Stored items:
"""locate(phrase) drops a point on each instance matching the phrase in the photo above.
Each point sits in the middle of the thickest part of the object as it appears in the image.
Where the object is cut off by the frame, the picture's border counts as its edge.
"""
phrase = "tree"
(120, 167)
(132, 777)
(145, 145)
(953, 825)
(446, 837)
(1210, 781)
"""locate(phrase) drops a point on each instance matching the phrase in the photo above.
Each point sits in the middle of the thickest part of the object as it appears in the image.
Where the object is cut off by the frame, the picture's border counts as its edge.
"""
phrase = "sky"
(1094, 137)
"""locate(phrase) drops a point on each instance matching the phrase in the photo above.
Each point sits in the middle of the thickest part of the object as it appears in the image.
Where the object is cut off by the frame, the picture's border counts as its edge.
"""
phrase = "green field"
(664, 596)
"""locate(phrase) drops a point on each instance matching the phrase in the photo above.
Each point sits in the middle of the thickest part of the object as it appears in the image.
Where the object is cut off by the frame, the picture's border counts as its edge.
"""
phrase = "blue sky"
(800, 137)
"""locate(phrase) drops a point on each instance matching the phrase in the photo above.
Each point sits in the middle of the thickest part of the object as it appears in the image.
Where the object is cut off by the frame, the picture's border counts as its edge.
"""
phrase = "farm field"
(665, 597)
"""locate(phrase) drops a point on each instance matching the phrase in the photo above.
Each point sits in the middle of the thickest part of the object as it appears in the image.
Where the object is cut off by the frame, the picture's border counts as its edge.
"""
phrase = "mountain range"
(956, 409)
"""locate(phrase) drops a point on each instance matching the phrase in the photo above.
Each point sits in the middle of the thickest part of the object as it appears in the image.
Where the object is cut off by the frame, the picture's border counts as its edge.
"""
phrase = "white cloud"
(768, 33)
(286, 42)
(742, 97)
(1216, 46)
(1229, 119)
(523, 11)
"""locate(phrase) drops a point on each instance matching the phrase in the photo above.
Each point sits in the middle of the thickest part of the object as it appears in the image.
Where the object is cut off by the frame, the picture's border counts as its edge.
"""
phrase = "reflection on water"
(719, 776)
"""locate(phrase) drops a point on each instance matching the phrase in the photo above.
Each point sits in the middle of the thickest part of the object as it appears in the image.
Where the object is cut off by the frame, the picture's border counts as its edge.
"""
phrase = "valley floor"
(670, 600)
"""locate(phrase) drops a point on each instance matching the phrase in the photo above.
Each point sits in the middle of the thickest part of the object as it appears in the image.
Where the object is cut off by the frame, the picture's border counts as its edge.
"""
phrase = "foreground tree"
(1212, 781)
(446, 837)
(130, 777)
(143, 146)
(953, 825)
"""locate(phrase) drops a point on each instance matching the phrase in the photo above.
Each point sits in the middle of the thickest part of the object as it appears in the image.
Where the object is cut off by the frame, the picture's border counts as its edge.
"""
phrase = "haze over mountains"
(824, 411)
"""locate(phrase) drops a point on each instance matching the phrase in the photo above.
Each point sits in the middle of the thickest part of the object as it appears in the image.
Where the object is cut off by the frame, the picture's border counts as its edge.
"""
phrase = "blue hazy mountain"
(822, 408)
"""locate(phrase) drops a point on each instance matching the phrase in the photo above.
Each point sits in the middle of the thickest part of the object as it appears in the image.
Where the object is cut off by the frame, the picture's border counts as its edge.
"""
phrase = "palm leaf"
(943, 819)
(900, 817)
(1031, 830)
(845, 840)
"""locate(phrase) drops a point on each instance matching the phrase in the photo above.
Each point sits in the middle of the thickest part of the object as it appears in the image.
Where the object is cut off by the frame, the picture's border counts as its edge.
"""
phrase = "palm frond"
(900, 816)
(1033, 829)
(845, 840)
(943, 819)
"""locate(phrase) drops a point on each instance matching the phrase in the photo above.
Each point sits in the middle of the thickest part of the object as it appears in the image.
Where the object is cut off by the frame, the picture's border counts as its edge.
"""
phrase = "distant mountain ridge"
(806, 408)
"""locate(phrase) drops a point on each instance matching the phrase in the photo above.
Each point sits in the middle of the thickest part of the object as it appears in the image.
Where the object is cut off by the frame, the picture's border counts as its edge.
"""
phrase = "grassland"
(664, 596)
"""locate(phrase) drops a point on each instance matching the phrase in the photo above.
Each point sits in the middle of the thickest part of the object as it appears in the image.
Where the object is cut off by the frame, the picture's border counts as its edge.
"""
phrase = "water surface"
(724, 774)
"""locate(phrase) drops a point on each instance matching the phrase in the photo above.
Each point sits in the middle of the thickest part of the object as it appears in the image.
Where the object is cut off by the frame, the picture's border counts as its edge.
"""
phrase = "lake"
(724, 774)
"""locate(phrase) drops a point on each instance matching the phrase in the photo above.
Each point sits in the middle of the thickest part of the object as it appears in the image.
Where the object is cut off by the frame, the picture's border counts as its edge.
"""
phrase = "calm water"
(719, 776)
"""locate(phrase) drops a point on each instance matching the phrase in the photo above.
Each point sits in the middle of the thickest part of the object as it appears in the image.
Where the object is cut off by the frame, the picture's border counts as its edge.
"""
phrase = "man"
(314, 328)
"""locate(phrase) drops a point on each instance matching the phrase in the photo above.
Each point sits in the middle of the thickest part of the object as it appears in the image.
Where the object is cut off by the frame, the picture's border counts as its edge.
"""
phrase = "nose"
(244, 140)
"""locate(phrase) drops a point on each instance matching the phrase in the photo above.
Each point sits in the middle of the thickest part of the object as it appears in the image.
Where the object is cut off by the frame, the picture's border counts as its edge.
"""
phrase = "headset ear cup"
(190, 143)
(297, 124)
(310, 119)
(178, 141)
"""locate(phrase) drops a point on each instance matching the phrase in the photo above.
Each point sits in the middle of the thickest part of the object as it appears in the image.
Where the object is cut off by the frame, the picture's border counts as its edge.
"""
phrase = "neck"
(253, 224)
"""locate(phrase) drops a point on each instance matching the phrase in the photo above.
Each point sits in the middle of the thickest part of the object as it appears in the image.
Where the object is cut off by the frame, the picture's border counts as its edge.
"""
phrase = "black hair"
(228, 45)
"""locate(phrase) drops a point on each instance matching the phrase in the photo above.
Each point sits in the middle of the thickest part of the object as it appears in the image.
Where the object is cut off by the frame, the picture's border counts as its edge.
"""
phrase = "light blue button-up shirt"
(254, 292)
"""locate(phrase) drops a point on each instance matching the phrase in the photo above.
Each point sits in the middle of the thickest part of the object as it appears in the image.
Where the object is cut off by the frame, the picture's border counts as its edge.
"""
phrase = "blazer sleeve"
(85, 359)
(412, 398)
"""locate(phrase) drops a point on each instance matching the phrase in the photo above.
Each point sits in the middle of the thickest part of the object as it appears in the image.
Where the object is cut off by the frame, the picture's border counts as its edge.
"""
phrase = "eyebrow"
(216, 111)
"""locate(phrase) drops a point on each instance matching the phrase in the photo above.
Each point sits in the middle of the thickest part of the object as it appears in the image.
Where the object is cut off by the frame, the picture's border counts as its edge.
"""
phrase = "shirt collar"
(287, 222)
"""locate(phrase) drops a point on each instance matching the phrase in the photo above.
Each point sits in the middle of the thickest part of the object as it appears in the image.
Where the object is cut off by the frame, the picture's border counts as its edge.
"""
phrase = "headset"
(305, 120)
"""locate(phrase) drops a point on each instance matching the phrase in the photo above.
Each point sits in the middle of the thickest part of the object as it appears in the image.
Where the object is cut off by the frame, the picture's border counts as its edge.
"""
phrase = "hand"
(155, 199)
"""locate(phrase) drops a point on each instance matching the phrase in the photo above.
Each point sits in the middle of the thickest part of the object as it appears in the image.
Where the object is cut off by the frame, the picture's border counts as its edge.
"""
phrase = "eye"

[EXERCISE DIRECTIONS]
Go through the data above and return every line exactly.

[RESPONSE BELOW]
"""locate(phrase) drops a point on each instance matching the phrase in the photo above.
Each point sits in the middle of the thickest part of the object as it appears in the image.
Where the object is cut off by the frame, the picture's border counts as its edge.
"""
phrase = "tree"
(120, 167)
(132, 777)
(145, 145)
(953, 825)
(446, 837)
(1210, 781)
"""locate(phrase) drops a point on each instance matching the phrase in the photo above.
Each point sits in the middle of the thickest part of the object as it appears in the image.
Where the object is cut off by the frame, the picture's border counts as its edge.
"""
phrase = "sky"
(1094, 137)
"""locate(phrase) drops a point on each instance matching the phrase in the photo above.
Each point sits in the middle of the thickest part of the object as it appears in the image.
Where the object is cut off by the frame, the picture's border counts as its edge.
"""
phrase = "green field"
(664, 596)
"""locate(phrase) drops a point on each instance matching the phrase in the photo above.
Each point sits in the middle of the thickest part of the object as it appears in the image.
Where the object is cut off by the frame, the picture's border counts as its edge.
"""
phrase = "blue sky"
(800, 137)
"""locate(phrase) drops a point on each instance matching the phrase in the photo above.
Each point sits in the middle of the thickest part of the object as it appears in the image.
Where the object is cut off by the frame, the picture's border counts as its edge.
"""
phrase = "farm field"
(665, 597)
"""locate(phrase) drops a point on each instance matching the phrase in the photo above.
Each point sits in the middle of the thickest part of the object as it appears in the image.
Where the object is cut off by the frame, the picture's border counts as its edge.
"""
phrase = "mountain range"
(956, 409)
"""locate(phrase) drops a point on each instance matching the phrase in the photo above.
Each point sits in the middle of the thickest part of the object as it appears in the image.
Where the object is cut off by the frame, the picture's border counts as its edge.
"""
phrase = "white cloud"
(768, 33)
(286, 42)
(742, 97)
(1216, 46)
(1229, 119)
(523, 11)
"""locate(phrase) drops a point on each instance matching the phrase in the photo above.
Each point sits in the middle of the thickest part of the object as it appears in the image.
Where the object is cut off by the frame, the picture's border counts as its edge.
"""
phrase = "reflection on water"
(719, 776)
"""locate(phrase) drops a point on each instance matching the phrase in the photo above.
Each point sits in the middle of the thickest part of the object as it appears in the image.
Where the object is cut off by the frame, the picture's border counts as its edge.
"""
phrase = "valley floor"
(670, 600)
"""locate(phrase) drops a point on each instance matching the phrase in the photo above.
Each point sits in the middle of the thickest part of the object as it appears in the image.
Where the object is cut off by the frame, the picture's border counts as its edge.
"""
phrase = "foreground tree"
(1212, 781)
(446, 837)
(130, 777)
(143, 146)
(953, 825)
"""locate(phrase) drops a point on each instance matching the phrase in the photo above.
Each point sits in the middle of the thickest part of the object as it appears in the image.
Where the object is cut off by the frame, the picture's border counts as its edge.
"""
phrase = "haze over mountains"
(824, 411)
"""locate(phrase) drops a point on each instance matching the phrase in the photo above.
Each point sits in the middle of the thickest part of the object as it appears in the image.
Where the object is cut off by the frame, the picture's border counts as its edge.
"""
phrase = "blue hazy mountain"
(822, 408)
"""locate(phrase) drops a point on each instance matching the phrase in the photo above.
Each point sits in the middle of the thickest part of the object as it appears in the image.
Where the object is cut off by the frame, the picture's border counts as its edge.
"""
phrase = "palm leaf"
(943, 819)
(900, 817)
(1031, 830)
(845, 840)
"""locate(phrase) drops a point on each instance matching the phrase in the photo above.
Each point sits in the middle of the thickest part of the object as it appears in the image.
Where the object is cut off by the frame, the picture's border counts as its edge.
"""
phrase = "palm frond"
(900, 816)
(1033, 829)
(845, 840)
(943, 819)
"""locate(phrase) drops a point on each instance matching the phrase in the photo above.
Each point sits in the middle of the thickest part of the object as it appears in the image.
Where the object is cut off by the frame, the picture's border counts as its edge.
"""
phrase = "distant mountain ridge"
(806, 408)
"""locate(phrase) drops a point on each instance matching the phrase in the photo above.
Each point sits in the middle of the thickest part of the object as it appears in the image.
Where the object is cut off by the frame, the picture's border counts as its edge.
"""
phrase = "grassland"
(664, 596)
"""locate(phrase) drops a point on each instance matching the phrase in the photo above.
Each point sits in the middle of the thickest part of the object as it appears in the image.
Where the object is cut off by the frame, the picture's border counts as its edge.
"""
phrase = "water surface"
(724, 774)
"""locate(phrase) drops a point on each instance matching the phrase in the photo above.
Each point sits in the middle of the thickest part of the object as it appears in the image.
Where the object is cut off by the frame, the picture's border counts as its edge.
"""
phrase = "lake"
(724, 774)
"""locate(phrase) drops a point on each instance matching the phrase in the photo above.
Each point sits in the middle of the thickest part of the object as it appears in the image.
Where the object is cut off by the frame, the picture's border counts as its edge.
"""
phrase = "calm water"
(719, 776)
"""locate(phrase) drops a point on each instance matching the phrase in the photo above.
Each point sits in the middle of the thickest part of the object as it appears in the image.
Where the object is cut off by the frame, the picture's border counts as its edge.
"""
phrase = "man"
(314, 328)
"""locate(phrase) drops a point on each instance matching the phrase in the photo above.
Each point sits in the middle of the thickest part of the object as it appears in the image.
Where the object is cut off by the frame, the picture's border counts as its edge.
"""
phrase = "nose"
(244, 140)
"""locate(phrase) drops a point on each instance matching the phrase in the photo above.
Each point sits in the middle of the thickest part of the object as it appears in the image.
Where the object is cut off by the frame, the picture's border counts as its edge.
"""
phrase = "headset ear cup"
(190, 143)
(297, 124)
(310, 119)
(178, 141)
"""locate(phrase) drops a point on each instance matching the phrase in the photo above.
Each point sits in the middle of the thickest part of the object as it appears in the image.
Where the object is cut off by the frame, the picture's border counts as its edge.
"""
phrase = "neck"
(253, 224)
"""locate(phrase) drops a point on each instance matching the phrase in the photo above.
Each point sits in the middle of the thickest part of the object as it appears in the image.
Where the object is cut off by the frame, the picture's border counts as its edge.
"""
phrase = "black hair"
(228, 45)
"""locate(phrase) drops a point on each instance matching the phrase in the photo above.
Each point sits in the middle of the thickest part of the object as it appears in the image.
Where the object is cut off by the frame, the picture's border counts as its edge.
"""
phrase = "light blue button-up shirt"
(254, 292)
"""locate(phrase) drops a point on each instance matching the phrase in the photo above.
Each point sits in the middle of the thickest part of the object as it appears in the image.
Where the object is cut off by the frame, the picture's border counts as its edge.
"""
phrase = "blazer sleeve"
(85, 359)
(412, 398)
"""locate(phrase) drops a point on each instance matching the phrase in the photo above.
Each point sits in the middle of the thickest part of the object as it appears in the image.
Where the object is cut off by the frame, the picture's border counts as its edge.
"""
phrase = "eyebrow"
(216, 111)
"""locate(phrase) drops a point on each instance matching the phrase in the photo above.
Each point sits in the middle of the thickest part of the object as it appears in the image.
Where the object is cut off by the frame, the picture's border counts as its edge.
"""
phrase = "shirt collar"
(287, 222)
"""locate(phrase) drops a point on each instance matching the phrase in the photo above.
Each point sits in the middle of the thickest part of the object as it appears in the image.
Where the object is cut off by the frame, the picture's border counts as its edge.
"""
phrase = "headset"
(305, 120)
"""locate(phrase) drops a point on each instance matching the phrase in the photo above.
Each point sits in the middle of the thickest part of the object as it appears in the image.
Where the object is cut off by the frame, the picture's border counts as its edge.
"""
phrase = "hand"
(155, 199)
"""locate(phrase) drops a point on each instance matching the phrase in the photo above.
Each point sits in the middle of the thickest part of the object as it appears in the image.
Where the object is cut off by the frame, the picture's border counts as its edge.
"""
phrase = "eye"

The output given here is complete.